_Instrução 1_.
No texto sobre o arrebatamento, qual frase de Jesus, lida no Apocalipse, levou à decisão de não mais se preocupar com os sinais do futuro?
_Instrução 2_.
Prossiga, por favor, com o texto sobre o arrebatamento a partir do ponto em que ele termina.

_Texto fornecido_.
^^^^^^^^^^^^^^^^

Praticamente no país inteiro, o assunto mais popular nas igrejas era acerca do arrebatamento iminente da igreja. Discutia-se acerca dos sinais e das evidências que cada dia pareciam mais abundantes. Naqueles dias, se um pregador quisesse fazer sucesso, bastava incluir na sua agenda de pregações uma mensagem acerca do arrebatamento. Se ele tivesse um seminário de vários dias sobre os últimos tempos e o Apocalipse, seria reputado como especialista em escatologia.

Como novo convertido e ávido por aprender as coisas de Deus, eu comia e bebia abundantemente de qualquer fonte que pudesse me esclarecer os mistérios da Palavra de Deus. Cheguei a decorar nomes de povos e de lugares, detalhes históricos; sabia de cor os nomes dos dez países que fariam parte do Mercado Comum Europeu, que seria a sede do governo da besta e do seu anticristo.

Mas havia algo que não me dava paz. Cada vez que um pregador falava sobre o arrebatamento, ele sempre terminava com um apelo manipulador, induzindo medo nas pessoas, colocando sobre elas o peso de que se elas não estivessem perfeitas no momento do arrebatamento elas seriam deixadas para trás. Consigo lembrar claramente as muitas vezes em que ouvi nesses apelos a pergunta: “Se Cristo voltar esta noite, você está preparado?” (Engraçado, para estes pregadores Cristo sempre volta a noite…)

Eu sempre ia dormir com o coração pesado, pois tinha a desagradável sensação de não ser suficientemente perfeito para ser arrebatado. Após essas pregações passava dias sobressaltado com medo de ser deixado para sofrer nas mãos do Anticristo. Eu orava pedindo a Jesus que adiasse a sua volta até que eu conseguisse me aperfeiçoar.

O tempo foi passando, aquela sensação de inadequação persistindo, mas eu fui percebendo que algumas coisas que eu a acreditava que deveriam acontecer não estavam acontecendo. Quando o Mercado Comum Europeu chegou a 12 países, e havia planos de aumentar transformado-se em Comunidade Européia, eu percebi que alguma coisa estava errada naquilo que eu cria. Comecei a perceber que havia fundamentado a minha fé em um sistema imperfeito. Durante algum tempo fiquei sinceramente perdido sobre o que eu deveria crer em relação aos últimos tempos.

Um dia, lendo o Apocalipse, observei uma frase que Jesus disse para uma das igrejas. Ele terminou seu discurso dizendo: “Sê fiel até a morte, e dar-te-ei a coroa da vida” (Apocalipse 2:10). Neste dia eu tomei a decisão de não mais me preocupar com o futuro, no sentido de ficar olhando por sinais que me avisassem se a volta de Jesus está próxima ou não. Eu orei pedindo a Deus que me capacitasse a permanecer fiel independentemente das circunstâncias. Depois disso fiquei anos sem ler ou estudar qualquer coisa que se referisse a escatologia. Saiu de meus ombros o peso que sentia pela sensação de não estar pronto. Sabia que o que eu precisava fazer era andar em santidade e procurar crescer a cada dia em comunhão com Deus.

^^^^^^^^^^^^^^^^

Entradas de dados coletadas:
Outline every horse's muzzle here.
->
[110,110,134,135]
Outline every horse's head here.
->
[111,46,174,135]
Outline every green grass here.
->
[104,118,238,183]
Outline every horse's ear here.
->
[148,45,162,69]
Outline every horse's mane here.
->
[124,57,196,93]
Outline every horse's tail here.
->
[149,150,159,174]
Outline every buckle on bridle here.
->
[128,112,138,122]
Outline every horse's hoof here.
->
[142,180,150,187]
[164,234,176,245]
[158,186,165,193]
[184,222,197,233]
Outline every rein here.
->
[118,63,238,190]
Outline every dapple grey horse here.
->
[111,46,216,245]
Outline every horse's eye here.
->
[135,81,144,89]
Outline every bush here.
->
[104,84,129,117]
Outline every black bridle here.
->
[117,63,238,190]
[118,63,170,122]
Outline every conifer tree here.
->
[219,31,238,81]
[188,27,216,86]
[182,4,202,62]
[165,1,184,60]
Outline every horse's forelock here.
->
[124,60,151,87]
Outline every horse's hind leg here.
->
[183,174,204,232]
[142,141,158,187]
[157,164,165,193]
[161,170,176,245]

^^^^^^^^^^^^^^^^

_Resposta esperada 1_.
“Sê fiel até a morte, e dar-te-ei a coroa da vida” (Apocalipse 2:10).

_Resposta esperada 2_.
Ontem, lendo Atos dos Apóstolos percebi que essa foi justamente a atitude que o Senhor Jesus esperava dos seus discípulos (Atos 1:4-6). Ao ordenar aos discípulos que fossem para Jerusalém e lá esperassem a descida do Espírito Santo, estes lhe perguntaram se nesta oportunidade ele restauraria o reino político de Israel. Jesus, porém, diz aos seus discípulos que não competia a eles se preocuparem com os tempos que estavam reservados a Deus. Ou seja, os discípulos deveriam preocupar-se em obedecer a Deus e deixar a cargo de Deus a responsabilidade de administrar o tempo em que as coisas deveriam acontecer.

Em relação ao futuro, a nossa única responsabilidade, como discípulos de Jesus, é a de obedecer ao seu último e expresso mandamento, que nós chamamos de a Grande Comissão: “Ide por todo mundo e fazei discípulos de todas as nações, ensinando-os a guardar todas as coisas que vos tenho ensinado”. Ponto.

Ainda hoje eu vejo muitas pessoas, igrejas inteiras até, escravizadas pelo medo de serem surpreendidas em um momento em que elas não estão prontas. Uma das tarefas do Espírito Santo é, justamente, a da santificação. Se nós permitirmos, ele agirá em nós transformando-nos cada vez mais a imagem de Cristo, e nos preparando para o grande dia quando nós veremos o nosso Senhor face a face.

Não precisamos temer este dia, pelo contrário, devemos desejar ardentemente que este dia chegue o mais rápido possível.